▶ _Tasks to perform_:
A: Answer these questions from the text on diagnosing cancer:
(i) What must the plaintiff show?
(ii) What does a diagnosis typically begin with?
(iii) How does the text describe imaging procedures?
B: Pick up the text on diagnosing cancer after its last sentence and continue it.

▶ _Extracted text_:
--------------------------------

Knowledgeable and Experienced Guidance

Doctors’ obligations to detect or rule out cancer

On Behalf of | Sep 17, 2015 | Failure To Diagnose |

A Greenville patient visits a doctor counting on a well-educated, highly-skilled medical professional for a proper diagnosis and treatment. A physician who fails in his or her duties to provide quality care may be ordered by a court to compensate a patient for harm. The plaintiff must show something a doctor did or didn’t do contributed to or resulted in an injury or other loss.

So, what are doctors supposed to do to find out if a patient has cancer? A diagnosis typically begins with a physical exam and an evaluation of a patient’s symptoms and medical history. Numerous tests may be conducted during or after a doctor’s visit.

A urinalysis or blood test can show abnormalities which may or may not support a cancer diagnosis. Imaging tests are ordered like computerized tomography and positron emission tomography scans, magnetic resonance imaging tests – known, respectively, as CT and PET scans and MRI tests – X-rays and sonograms. Imaging procedures are non-invasive ways doctors can look inside patients’ bodies.

--------------------------------

▶ _Material shown_:
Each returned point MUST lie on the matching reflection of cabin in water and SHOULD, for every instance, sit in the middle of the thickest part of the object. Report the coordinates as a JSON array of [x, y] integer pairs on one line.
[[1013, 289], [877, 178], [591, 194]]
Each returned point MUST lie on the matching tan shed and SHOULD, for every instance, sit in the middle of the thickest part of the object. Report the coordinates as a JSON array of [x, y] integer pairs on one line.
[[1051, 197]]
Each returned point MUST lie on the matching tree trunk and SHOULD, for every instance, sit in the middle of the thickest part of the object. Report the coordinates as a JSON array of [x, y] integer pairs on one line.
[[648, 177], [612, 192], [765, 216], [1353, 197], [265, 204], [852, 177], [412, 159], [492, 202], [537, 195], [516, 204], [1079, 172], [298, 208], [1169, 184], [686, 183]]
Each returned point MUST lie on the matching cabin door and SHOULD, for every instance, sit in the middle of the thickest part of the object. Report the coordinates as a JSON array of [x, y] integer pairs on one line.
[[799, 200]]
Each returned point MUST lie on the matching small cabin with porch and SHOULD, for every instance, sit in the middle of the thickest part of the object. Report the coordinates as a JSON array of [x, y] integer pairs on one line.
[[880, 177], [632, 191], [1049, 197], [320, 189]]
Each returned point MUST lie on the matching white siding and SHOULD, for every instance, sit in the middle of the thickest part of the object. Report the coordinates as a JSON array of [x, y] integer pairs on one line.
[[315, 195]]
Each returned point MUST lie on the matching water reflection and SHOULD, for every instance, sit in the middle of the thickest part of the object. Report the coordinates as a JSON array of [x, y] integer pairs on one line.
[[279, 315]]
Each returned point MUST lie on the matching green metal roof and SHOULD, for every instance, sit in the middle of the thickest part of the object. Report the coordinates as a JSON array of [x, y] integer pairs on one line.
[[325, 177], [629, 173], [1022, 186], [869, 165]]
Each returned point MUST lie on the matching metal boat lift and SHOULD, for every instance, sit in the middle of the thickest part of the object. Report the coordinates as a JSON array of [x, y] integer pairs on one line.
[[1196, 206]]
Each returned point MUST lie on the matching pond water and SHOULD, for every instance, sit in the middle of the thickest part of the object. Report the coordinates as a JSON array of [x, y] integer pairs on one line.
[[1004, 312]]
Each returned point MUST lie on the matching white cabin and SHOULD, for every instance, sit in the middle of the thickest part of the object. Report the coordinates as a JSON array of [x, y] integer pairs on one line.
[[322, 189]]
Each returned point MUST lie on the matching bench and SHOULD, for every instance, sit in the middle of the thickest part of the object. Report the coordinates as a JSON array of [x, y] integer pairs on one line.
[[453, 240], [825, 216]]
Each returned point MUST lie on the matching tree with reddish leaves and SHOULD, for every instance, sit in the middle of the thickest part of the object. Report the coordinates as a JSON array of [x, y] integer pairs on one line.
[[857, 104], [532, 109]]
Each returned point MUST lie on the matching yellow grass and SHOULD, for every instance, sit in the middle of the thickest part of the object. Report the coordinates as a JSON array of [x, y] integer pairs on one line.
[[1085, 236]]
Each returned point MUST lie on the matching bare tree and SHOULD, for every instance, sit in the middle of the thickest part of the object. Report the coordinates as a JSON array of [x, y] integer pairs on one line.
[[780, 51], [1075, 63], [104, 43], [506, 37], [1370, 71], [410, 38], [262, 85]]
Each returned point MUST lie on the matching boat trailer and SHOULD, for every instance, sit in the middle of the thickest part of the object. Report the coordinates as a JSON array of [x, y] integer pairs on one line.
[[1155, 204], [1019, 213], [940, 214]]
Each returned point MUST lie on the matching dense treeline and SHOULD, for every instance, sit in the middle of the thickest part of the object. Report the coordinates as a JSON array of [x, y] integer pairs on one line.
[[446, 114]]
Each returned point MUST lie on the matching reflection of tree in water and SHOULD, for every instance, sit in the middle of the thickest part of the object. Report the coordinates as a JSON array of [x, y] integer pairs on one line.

--------------------------------

▶ _Outputs in order_:
A:
(i) That something a doctor did or didn't do contributed to or resulted in an injury or other loss.
(ii) A physical exam and an evaluation of a patient's symptoms and medical history.
(iii) As non-invasive ways doctors can look inside patients' bodies.

B:
Diagnostic procedures for cancer also include biopsies, extractions of cells or tissue samples for closer examination in a pathology lab. Samples may be taken using a needle or a tube-like devices called endoscopes. Surgical procedures involve partial or complete tumor removal.

Patient treatment depends upon the doctor’s findings and results of combined tests and procedures. It’s important to remember many lumps and tumors are noncancerous. Finding out what a patient doesn’t have is just as critical to a diagnosis as determining the medical condition a patient has.

The Melvin Law Firm can assess a claim for a failure to diagnose cancer, which isn’t always but can be an indication of medical malpractice. A North Carolina civil court would determine whether a doctor’s treatment measured up to the care a colleague under similar circumstances would give. Below-standard efforts point to negligence and a possible damage award.